Turn the records below into a two-column CSV with the headers "record_text" and "answer", one row per record. Put each field in double quotes and replace any line breaks with spaces.

■ ■ ■

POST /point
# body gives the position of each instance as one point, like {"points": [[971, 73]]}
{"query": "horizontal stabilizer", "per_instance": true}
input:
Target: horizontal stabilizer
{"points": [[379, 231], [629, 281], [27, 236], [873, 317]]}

■ ■ ■

Output for this exercise
record_text,answer
"POST /point # body gives the position of each instance as one point, like {""points"": [[971, 73]]} {""query"": ""horizontal stabilizer"", ""per_instance"": true} input: Target: horizontal stabilizer","{""points"": [[379, 231], [629, 281], [27, 236], [873, 317]]}"